*Data records*
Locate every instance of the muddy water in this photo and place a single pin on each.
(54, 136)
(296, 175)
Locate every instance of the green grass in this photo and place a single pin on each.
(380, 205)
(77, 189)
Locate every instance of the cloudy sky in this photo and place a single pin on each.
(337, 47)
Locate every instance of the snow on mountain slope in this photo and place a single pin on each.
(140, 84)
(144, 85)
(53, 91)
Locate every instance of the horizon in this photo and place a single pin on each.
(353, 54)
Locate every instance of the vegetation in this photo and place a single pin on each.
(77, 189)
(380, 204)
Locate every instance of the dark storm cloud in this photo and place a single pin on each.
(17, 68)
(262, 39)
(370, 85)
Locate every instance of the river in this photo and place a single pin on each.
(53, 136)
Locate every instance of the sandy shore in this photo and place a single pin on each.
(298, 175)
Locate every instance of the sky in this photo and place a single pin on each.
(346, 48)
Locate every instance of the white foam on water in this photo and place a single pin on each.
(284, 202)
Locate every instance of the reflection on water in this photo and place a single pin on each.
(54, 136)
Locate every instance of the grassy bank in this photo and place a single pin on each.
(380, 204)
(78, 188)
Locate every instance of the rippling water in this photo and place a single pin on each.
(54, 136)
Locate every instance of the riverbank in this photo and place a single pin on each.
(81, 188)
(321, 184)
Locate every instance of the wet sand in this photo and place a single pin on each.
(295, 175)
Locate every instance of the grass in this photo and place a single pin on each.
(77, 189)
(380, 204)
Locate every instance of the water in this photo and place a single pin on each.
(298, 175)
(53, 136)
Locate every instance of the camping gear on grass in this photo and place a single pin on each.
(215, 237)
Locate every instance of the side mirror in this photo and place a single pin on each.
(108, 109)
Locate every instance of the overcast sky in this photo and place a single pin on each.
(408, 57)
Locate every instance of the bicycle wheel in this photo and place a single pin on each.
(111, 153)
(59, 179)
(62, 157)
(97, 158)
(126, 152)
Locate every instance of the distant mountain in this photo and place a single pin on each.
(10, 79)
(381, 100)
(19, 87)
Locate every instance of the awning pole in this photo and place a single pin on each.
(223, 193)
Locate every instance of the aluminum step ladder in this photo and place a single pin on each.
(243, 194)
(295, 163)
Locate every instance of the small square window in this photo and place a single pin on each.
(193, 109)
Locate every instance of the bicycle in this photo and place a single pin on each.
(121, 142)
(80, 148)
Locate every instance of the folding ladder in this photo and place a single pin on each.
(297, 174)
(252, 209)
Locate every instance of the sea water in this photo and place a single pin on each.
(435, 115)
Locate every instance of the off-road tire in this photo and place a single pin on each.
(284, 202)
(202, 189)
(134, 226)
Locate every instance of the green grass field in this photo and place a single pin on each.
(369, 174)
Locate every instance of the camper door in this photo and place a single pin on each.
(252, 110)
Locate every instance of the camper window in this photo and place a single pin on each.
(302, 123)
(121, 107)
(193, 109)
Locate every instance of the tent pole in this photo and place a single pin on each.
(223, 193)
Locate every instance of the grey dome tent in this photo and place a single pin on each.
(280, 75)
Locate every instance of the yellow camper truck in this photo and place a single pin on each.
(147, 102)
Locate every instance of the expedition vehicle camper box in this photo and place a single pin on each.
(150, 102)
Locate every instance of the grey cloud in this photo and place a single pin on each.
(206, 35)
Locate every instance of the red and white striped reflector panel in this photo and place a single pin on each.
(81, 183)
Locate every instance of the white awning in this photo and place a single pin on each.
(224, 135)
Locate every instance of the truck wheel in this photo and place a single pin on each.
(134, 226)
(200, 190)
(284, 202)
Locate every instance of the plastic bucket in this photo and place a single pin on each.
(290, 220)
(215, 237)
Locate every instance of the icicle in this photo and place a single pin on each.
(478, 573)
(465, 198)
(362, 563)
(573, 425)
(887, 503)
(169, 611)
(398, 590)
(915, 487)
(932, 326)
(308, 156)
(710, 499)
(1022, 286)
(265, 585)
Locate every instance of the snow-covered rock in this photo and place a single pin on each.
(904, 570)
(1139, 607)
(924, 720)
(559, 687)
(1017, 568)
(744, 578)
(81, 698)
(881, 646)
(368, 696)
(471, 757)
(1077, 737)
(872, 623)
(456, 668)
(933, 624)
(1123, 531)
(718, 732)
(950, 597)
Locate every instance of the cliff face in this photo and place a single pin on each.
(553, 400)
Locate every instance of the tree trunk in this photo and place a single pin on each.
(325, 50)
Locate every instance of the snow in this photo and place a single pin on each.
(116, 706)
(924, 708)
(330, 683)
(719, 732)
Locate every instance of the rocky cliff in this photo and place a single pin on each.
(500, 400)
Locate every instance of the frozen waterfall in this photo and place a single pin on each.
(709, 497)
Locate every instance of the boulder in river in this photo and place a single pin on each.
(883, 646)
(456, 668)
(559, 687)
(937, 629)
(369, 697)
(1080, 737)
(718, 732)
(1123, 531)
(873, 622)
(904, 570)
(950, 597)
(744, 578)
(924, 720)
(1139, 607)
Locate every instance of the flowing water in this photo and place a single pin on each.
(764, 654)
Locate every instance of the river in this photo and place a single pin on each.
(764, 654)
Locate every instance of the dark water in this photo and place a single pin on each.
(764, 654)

*Instruction*
Can you write out every one of the records above word for word, changing nothing?

*Full output*
Locate every instance of the muddy water in this photo and place a single pin on each.
(54, 136)
(296, 175)
Locate every instance of the green grass in this photo and place a single pin on each.
(380, 205)
(77, 189)
Locate every instance of the cloudy sky in this photo and place a single pin on each.
(337, 47)
Locate every instance of the snow on mountain slope in this photo and place a single pin on each.
(140, 84)
(144, 85)
(53, 91)
Locate every instance of the horizon in this photo and place a single pin on each.
(353, 54)
Locate every instance of the vegetation in this photo and place a single pin on each.
(77, 189)
(380, 204)
Locate every instance of the dark storm cloud in this photo and place a single pin on each.
(17, 68)
(262, 39)
(370, 85)
Locate every instance of the river in this photo and place a single pin on each.
(53, 136)
Locate every instance of the sandy shore in this photo and place a single pin on each.
(298, 175)
Locate every instance of the sky in this photo and place a single pin on each.
(346, 48)
Locate every instance of the white foam on water in this photo and place a single pin on each.
(284, 202)
Locate every instance of the reflection on water in this photo and place a single pin on each.
(54, 136)
Locate every instance of the grassy bank in this photo and place a single pin on each.
(380, 204)
(78, 188)
Locate every instance of the rippling water in this photo and place a single pin on each.
(54, 136)
Locate every instance of the riverbank in this photo and place a single pin on each.
(81, 188)
(321, 184)
Locate every instance of the wet sand in this photo and place a single pin on each.
(295, 175)
Locate every instance of the grass in this photo and place a single pin on each.
(77, 189)
(380, 204)
Locate every instance of the water in this photo and place a single pin on each.
(298, 175)
(53, 136)
Locate every instance of the camping gear on grass in this photo and place a single pin on each.
(215, 237)
Locate every instance of the side mirror in this photo and place a single pin on each.
(108, 109)
Locate every instance of the overcast sky in this photo and place a single pin on each.
(408, 57)
Locate every instance of the bicycle wheel in this photo and place a single pin on each.
(111, 153)
(59, 179)
(62, 157)
(97, 158)
(126, 152)
Locate every instance of the distant mountain in this photo and place a single pin on each.
(10, 79)
(381, 100)
(19, 87)
Locate every instance of the awning pole in this photo and place a single pin on each.
(223, 193)
Locate every instance of the aluminum step ladder in this photo and place a single pin on each.
(243, 194)
(295, 163)
Locate every instance of the small square window in this photo and place a single pin on each.
(193, 109)
Locate every instance of the bicycle in this photo and place a single pin on each.
(121, 142)
(80, 148)
Locate every instance of the folding ladder in this photo and place a single pin on each.
(297, 174)
(252, 209)
Locate every instance of the sea water in this photo and place a single pin on each.
(435, 115)
Locate every instance of the off-road tire in this photo and place a single pin on each.
(284, 202)
(202, 189)
(134, 226)
Locate every instance of the green grass field in this photo and place a single pin on each.
(369, 174)
Locate every instance of the camper door in this photo and place a single pin on each.
(252, 110)
Locate every instance of the camper window in this photo and place a single pin on each.
(302, 123)
(121, 107)
(193, 109)
Locate every instance of the tent pole in this photo and place a single pin on each.
(223, 193)
Locate every instance of the grey dome tent in this photo and place a single pin on each.
(280, 75)
Locate every instance of the yellow camper truck in this photo and place a single pin on each.
(147, 102)
Locate every instance of the expedition vehicle camper box in this photo and place a single pin on each.
(150, 102)
Locate every instance of the grey cloud in this photo and place a single pin on each.
(206, 35)
Locate every instance of the red and white striped reflector panel in this photo and place a single pin on each.
(81, 183)
Locate every instance of the white awning in this photo and place a single pin on each.
(224, 135)
Locate every instance of the truck wheel in this photo and place a single pin on each.
(134, 226)
(200, 190)
(284, 202)
Locate every instance of the plastic bucket in this photo and place a single pin on each.
(290, 220)
(215, 237)
Locate every instance of the icicle in this photo and place a single pin on each.
(478, 573)
(465, 198)
(362, 563)
(573, 425)
(887, 503)
(169, 611)
(398, 590)
(915, 487)
(932, 326)
(308, 156)
(710, 499)
(1022, 286)
(265, 585)
Locate every instance of the snow-covered rock in this photo and place a single pin on each.
(904, 570)
(1139, 607)
(924, 720)
(559, 687)
(1017, 568)
(744, 578)
(81, 698)
(881, 646)
(368, 696)
(471, 757)
(1077, 737)
(872, 623)
(456, 668)
(933, 624)
(1123, 531)
(718, 732)
(950, 597)
Locate every instance of the cliff face in this photo and place a single pin on each.
(553, 400)
Locate every instance of the tree trunk in this photo and place a single pin on each.
(325, 50)
Locate every instance of the snow in this photo and place a single pin on each.
(116, 706)
(924, 708)
(330, 683)
(719, 732)
Locate every instance of the rocky cliff in this photo and place a single pin on each.
(500, 400)
Locate every instance of the frozen waterfall in this photo and place a single pin on each.
(709, 497)
Locate every instance of the boulder in river in this photo and place a single pin on each.
(883, 646)
(456, 668)
(559, 687)
(937, 629)
(369, 697)
(1080, 737)
(718, 732)
(1123, 531)
(873, 622)
(904, 570)
(950, 597)
(744, 578)
(924, 720)
(1139, 607)
Locate every instance of the flowing water in this photo and place a single pin on each.
(764, 654)
Locate every instance of the river in this photo and place a single pin on each.
(764, 654)
Locate every instance of the dark water in this photo and place a single pin on each.
(764, 654)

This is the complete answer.